### EXERCISE OBJECTIVE
Copy out word for word the part of the lines below that opens with the line containing "Target: green foliage" and closes with the line containing "[(380, 157)]", keeping both of those lines.

### RECORDS
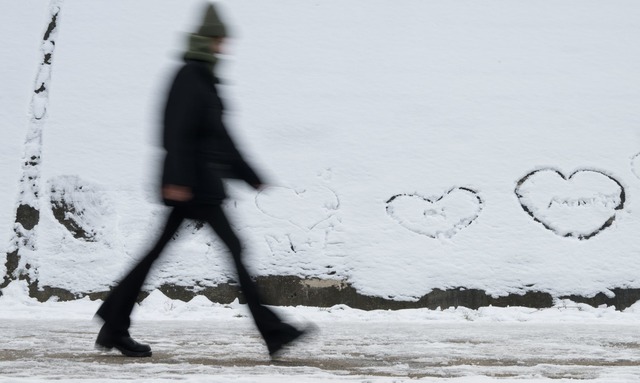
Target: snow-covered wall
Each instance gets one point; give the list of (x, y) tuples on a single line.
[(409, 145)]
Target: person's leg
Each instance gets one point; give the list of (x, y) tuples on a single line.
[(117, 307), (274, 331)]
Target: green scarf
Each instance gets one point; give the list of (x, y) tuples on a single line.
[(200, 49)]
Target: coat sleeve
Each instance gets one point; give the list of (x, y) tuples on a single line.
[(240, 168), (180, 131)]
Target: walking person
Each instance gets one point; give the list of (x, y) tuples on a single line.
[(199, 154)]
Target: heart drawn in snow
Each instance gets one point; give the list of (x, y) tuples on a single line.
[(579, 206), (305, 208), (441, 216)]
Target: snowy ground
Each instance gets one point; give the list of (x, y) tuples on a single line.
[(200, 341)]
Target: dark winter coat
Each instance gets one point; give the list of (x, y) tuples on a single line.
[(199, 151)]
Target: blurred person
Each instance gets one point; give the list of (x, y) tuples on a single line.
[(199, 154)]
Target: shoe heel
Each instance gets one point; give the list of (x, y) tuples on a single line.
[(101, 347)]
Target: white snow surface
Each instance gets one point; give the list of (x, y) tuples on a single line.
[(342, 106)]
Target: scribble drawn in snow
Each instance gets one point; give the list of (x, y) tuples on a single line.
[(635, 165), (82, 208), (578, 206), (304, 207), (441, 216)]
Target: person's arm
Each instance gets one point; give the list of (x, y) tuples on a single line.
[(180, 138)]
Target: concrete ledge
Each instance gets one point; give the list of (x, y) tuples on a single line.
[(295, 291)]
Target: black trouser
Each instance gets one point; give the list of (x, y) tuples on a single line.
[(116, 309)]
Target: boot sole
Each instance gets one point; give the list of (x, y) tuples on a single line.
[(125, 352)]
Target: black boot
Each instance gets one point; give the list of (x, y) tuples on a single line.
[(286, 337), (108, 340)]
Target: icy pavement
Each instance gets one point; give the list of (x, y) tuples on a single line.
[(229, 350)]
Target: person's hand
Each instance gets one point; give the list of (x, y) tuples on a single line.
[(177, 193)]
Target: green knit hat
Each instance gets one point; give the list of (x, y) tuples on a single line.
[(212, 26)]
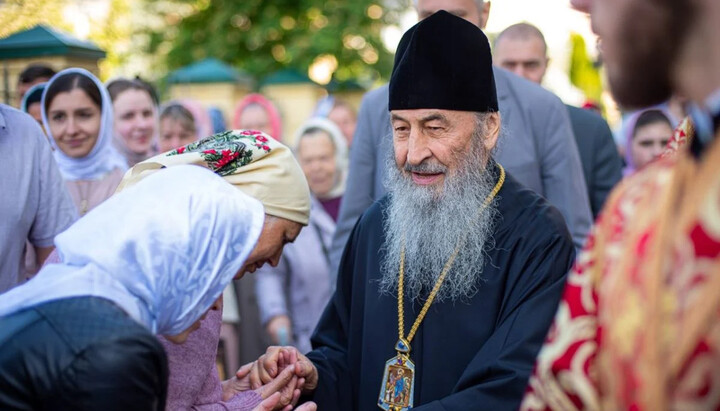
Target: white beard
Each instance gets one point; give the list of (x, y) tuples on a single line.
[(431, 223)]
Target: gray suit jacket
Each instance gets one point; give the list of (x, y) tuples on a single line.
[(537, 147), (600, 159)]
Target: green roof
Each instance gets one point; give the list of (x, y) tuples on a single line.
[(42, 40), (287, 76), (335, 86), (209, 70)]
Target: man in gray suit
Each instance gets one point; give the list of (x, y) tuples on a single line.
[(538, 148), (521, 48)]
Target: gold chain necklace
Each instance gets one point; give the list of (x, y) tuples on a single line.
[(398, 383)]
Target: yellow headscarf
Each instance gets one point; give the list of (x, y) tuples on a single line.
[(252, 161)]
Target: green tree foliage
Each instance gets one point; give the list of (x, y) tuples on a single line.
[(17, 15), (263, 36)]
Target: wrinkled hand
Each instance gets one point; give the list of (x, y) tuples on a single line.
[(266, 368), (282, 392), (581, 5)]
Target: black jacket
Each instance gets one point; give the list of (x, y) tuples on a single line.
[(80, 353)]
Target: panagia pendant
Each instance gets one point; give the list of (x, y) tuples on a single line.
[(398, 384)]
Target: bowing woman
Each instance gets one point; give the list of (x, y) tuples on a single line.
[(81, 334), (78, 117)]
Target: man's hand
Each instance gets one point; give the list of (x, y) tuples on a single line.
[(285, 385), (266, 368), (279, 329)]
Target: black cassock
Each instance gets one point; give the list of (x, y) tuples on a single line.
[(470, 355)]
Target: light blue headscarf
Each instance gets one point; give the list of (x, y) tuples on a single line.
[(103, 157), (163, 250)]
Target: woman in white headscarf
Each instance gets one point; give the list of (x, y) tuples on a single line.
[(78, 117), (261, 167), (80, 335)]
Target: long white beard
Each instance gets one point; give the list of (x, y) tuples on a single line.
[(431, 223)]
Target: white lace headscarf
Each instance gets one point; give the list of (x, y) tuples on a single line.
[(163, 250), (103, 157)]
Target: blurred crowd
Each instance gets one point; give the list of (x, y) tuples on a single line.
[(74, 142)]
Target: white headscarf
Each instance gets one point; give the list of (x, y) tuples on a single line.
[(162, 250), (341, 150), (103, 157)]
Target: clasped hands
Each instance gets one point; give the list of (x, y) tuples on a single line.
[(279, 376)]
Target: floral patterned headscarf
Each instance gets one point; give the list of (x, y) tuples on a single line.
[(252, 161), (162, 250)]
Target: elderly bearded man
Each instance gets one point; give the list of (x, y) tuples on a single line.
[(451, 280)]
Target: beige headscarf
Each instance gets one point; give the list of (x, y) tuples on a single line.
[(252, 161)]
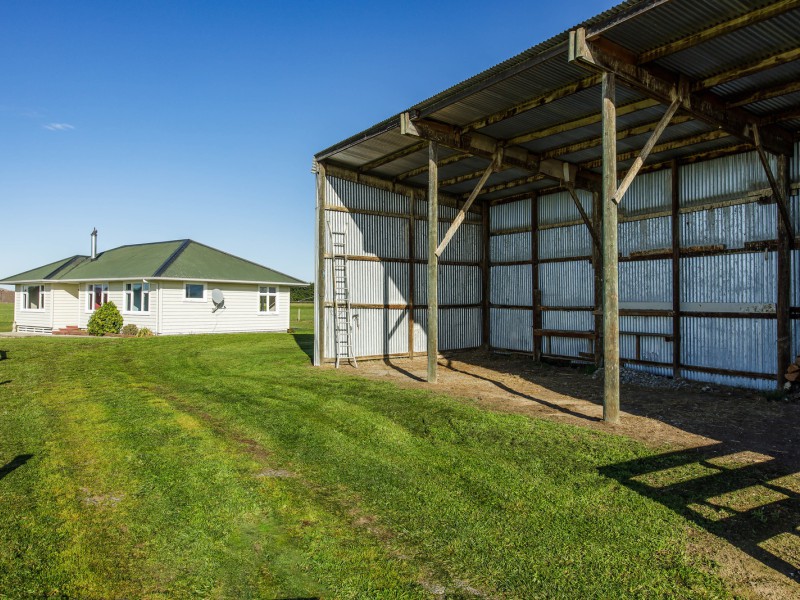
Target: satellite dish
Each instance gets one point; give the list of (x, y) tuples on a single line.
[(218, 298)]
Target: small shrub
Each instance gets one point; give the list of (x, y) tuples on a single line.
[(130, 330), (105, 319)]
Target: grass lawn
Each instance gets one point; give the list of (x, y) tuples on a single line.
[(7, 315), (227, 466)]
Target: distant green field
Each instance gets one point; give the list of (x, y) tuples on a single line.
[(6, 316)]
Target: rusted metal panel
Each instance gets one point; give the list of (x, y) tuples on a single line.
[(511, 247), (567, 284), (645, 281), (644, 234), (457, 285), (372, 282), (511, 285), (565, 242), (370, 235), (511, 329), (357, 196), (375, 332), (560, 208)]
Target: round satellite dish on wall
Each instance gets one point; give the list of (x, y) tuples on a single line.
[(218, 298)]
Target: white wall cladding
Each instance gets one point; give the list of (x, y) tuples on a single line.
[(566, 284), (645, 234), (511, 329), (512, 215), (729, 225), (457, 284), (560, 207), (340, 192), (722, 178), (376, 332), (372, 282), (749, 278), (645, 281), (511, 247), (370, 235), (511, 285), (565, 242), (649, 193), (466, 244), (736, 344)]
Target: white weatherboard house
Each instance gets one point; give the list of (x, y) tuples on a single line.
[(164, 286)]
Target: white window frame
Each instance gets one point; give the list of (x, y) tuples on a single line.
[(26, 298), (266, 295), (90, 291), (127, 294), (185, 291)]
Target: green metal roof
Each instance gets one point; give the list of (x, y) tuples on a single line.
[(178, 259)]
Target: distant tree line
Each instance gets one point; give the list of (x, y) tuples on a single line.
[(305, 294)]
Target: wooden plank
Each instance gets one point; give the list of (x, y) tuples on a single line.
[(433, 267), (319, 289), (645, 152), (451, 231), (610, 253)]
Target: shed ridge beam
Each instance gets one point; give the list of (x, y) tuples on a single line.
[(605, 56), (720, 29)]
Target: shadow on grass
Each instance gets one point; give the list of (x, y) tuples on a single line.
[(749, 499), (305, 341), (14, 464)]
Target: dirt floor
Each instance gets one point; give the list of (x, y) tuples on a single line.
[(746, 507)]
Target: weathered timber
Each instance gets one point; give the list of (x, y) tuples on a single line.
[(433, 267), (610, 253)]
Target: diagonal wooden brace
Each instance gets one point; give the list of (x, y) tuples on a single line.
[(648, 147), (463, 212), (780, 196)]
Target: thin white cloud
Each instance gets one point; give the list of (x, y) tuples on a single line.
[(58, 126)]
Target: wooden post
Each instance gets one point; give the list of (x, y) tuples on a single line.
[(784, 260), (675, 225), (536, 299), (610, 256), (485, 282), (319, 289), (411, 268), (597, 265), (433, 261)]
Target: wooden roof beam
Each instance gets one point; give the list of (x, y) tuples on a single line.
[(507, 157), (665, 86)]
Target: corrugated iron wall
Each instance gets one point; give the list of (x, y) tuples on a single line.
[(727, 267), (382, 265)]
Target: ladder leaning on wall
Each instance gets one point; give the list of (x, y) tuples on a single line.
[(342, 317)]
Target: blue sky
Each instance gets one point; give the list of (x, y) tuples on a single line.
[(164, 120)]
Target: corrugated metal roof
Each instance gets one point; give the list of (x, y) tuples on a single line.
[(183, 259), (640, 26)]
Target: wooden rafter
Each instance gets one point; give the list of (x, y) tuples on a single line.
[(605, 56)]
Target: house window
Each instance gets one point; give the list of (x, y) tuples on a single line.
[(194, 291), (33, 297), (96, 295), (137, 297), (267, 299)]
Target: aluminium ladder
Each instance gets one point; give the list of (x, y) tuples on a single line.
[(342, 317)]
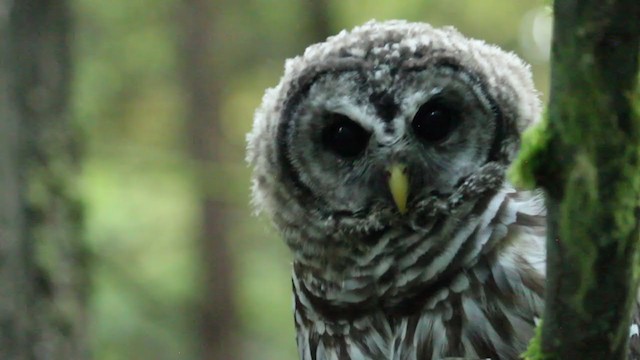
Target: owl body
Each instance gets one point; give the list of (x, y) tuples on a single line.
[(381, 157), (475, 293)]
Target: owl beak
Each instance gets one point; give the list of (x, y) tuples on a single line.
[(399, 185)]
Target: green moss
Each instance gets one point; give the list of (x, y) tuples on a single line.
[(577, 213), (534, 144), (534, 350)]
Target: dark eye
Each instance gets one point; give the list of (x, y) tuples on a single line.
[(434, 121), (344, 137)]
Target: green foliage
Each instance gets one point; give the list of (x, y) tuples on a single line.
[(534, 350), (534, 142), (138, 180)]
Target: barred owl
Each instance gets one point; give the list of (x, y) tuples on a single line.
[(380, 157)]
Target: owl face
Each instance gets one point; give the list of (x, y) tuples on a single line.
[(381, 125), (356, 126)]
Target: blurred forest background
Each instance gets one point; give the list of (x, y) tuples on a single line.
[(163, 93)]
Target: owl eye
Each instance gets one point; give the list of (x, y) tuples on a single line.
[(434, 121), (344, 137)]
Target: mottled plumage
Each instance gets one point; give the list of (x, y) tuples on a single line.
[(381, 158)]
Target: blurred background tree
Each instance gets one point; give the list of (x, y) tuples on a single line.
[(42, 257), (165, 91)]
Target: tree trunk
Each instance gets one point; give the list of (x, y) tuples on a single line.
[(587, 158), (42, 297), (203, 81)]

### EXPECTED OUTPUT
Target: green foliage
Each instance gets one point; give the list of (x, y) tuples on a single line.
[(534, 350), (534, 142), (138, 180)]
Target: barred owl
Each instance gets one point; give the list of (x, y) tuples on a single line.
[(380, 157)]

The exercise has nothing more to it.